> _YOUR INSTRUCTIONS_: Render the entries from the line with "Please identify the shoulder" up to and including the line with "<point>687,440</point>" as a two-column CSV with the headers text and answer, one row per entry. Put each entry's text and its answer in a single quoted field apiece, with line breaks replaced by spaces.

[Location identification items]
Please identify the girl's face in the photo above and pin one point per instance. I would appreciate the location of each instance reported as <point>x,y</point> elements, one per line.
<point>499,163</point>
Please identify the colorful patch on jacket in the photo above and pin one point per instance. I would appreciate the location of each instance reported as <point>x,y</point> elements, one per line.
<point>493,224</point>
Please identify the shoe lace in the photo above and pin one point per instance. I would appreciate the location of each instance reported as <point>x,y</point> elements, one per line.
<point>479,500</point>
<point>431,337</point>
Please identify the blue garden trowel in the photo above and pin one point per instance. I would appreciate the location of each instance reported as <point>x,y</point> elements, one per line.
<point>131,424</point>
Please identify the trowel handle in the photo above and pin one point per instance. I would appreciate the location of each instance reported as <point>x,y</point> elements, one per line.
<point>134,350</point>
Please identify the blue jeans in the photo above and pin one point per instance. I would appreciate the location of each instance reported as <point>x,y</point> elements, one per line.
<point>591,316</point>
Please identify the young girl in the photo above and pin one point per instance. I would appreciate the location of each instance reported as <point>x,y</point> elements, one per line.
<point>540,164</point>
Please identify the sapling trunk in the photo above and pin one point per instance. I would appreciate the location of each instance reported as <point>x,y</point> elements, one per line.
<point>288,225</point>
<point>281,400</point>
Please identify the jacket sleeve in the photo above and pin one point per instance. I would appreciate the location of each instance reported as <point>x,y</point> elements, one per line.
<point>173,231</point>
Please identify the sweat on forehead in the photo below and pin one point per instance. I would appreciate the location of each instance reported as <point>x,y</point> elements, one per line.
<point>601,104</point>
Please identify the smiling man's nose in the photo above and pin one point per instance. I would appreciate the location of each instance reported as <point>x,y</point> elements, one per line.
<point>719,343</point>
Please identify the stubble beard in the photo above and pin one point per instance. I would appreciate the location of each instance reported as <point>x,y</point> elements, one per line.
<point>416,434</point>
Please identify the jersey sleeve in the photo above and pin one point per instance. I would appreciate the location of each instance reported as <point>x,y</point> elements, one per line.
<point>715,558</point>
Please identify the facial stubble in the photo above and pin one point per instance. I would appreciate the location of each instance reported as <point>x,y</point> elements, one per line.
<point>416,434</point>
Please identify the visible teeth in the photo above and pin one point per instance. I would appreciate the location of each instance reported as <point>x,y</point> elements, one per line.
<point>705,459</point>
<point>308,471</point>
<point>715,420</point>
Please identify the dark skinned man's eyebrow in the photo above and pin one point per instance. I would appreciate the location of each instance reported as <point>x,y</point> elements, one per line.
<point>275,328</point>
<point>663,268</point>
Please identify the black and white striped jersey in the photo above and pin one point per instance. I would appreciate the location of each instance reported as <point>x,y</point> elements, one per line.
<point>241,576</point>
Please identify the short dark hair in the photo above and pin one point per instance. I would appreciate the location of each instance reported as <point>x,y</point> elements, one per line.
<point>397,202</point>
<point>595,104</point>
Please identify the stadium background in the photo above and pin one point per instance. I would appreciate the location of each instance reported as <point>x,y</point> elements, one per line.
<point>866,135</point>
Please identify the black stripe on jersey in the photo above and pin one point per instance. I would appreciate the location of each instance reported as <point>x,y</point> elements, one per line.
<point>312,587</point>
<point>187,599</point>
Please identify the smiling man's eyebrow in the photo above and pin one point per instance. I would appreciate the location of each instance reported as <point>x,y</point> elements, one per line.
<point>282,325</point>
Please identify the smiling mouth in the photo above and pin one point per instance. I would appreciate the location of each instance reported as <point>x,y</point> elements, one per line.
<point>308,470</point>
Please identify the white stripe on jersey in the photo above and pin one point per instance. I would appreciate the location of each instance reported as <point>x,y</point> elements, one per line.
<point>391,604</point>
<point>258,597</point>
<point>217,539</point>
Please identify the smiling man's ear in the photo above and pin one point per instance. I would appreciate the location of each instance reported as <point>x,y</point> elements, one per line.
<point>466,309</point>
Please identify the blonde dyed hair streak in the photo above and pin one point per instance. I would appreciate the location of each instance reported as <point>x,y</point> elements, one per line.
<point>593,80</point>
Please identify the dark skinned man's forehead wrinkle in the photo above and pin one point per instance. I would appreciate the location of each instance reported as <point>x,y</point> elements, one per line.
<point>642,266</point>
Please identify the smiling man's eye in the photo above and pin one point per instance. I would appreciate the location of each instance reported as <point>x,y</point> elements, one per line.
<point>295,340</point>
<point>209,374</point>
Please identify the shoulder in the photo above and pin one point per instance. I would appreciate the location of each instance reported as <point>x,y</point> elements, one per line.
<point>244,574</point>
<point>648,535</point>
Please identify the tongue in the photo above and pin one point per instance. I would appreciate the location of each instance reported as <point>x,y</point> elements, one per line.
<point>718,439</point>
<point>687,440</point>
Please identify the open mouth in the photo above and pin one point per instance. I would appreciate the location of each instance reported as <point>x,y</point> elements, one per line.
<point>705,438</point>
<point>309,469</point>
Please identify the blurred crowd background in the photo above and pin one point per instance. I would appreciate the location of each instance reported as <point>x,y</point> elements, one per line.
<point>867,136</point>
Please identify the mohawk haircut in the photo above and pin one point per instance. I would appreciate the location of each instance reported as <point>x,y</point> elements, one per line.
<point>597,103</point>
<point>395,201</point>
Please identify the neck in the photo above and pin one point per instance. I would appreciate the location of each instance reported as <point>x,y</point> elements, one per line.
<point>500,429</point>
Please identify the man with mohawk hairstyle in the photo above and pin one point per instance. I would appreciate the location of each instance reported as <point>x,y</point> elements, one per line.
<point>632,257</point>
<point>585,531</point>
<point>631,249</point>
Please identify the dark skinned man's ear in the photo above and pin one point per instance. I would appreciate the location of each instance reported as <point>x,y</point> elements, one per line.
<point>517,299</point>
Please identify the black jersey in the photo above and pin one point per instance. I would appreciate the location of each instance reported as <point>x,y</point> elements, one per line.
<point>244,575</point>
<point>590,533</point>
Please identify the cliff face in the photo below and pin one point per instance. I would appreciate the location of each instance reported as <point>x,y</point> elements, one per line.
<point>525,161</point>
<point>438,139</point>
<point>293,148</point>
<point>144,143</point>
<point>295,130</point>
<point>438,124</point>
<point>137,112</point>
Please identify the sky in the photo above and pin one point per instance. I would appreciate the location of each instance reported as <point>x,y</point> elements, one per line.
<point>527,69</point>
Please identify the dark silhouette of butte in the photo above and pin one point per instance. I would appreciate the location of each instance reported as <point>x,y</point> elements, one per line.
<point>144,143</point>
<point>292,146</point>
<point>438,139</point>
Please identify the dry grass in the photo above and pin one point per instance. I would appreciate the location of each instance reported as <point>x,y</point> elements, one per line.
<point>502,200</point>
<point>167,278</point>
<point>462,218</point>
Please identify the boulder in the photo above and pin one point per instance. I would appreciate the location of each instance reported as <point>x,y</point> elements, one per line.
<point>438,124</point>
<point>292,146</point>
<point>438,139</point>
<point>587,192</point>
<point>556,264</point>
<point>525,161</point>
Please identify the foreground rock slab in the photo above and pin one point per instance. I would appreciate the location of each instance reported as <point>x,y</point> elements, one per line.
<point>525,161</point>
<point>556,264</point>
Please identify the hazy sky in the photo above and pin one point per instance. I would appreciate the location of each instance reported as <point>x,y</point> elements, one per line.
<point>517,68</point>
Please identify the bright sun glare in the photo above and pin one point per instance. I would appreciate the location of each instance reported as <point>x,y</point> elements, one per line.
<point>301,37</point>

> _COMPLETE OUTPUT_:
text,answer
"Please identify the shoulder in the photo above and pin one point per instance. I would appreciate the location of each instance reported as <point>x,y</point> elements, one per line.","<point>244,574</point> <point>648,535</point>"
"Please identify the tongue in the photo above and pin one point per instance. I would appreciate the location of each instance reported as <point>x,y</point> elements, one per line.","<point>718,439</point> <point>687,440</point>"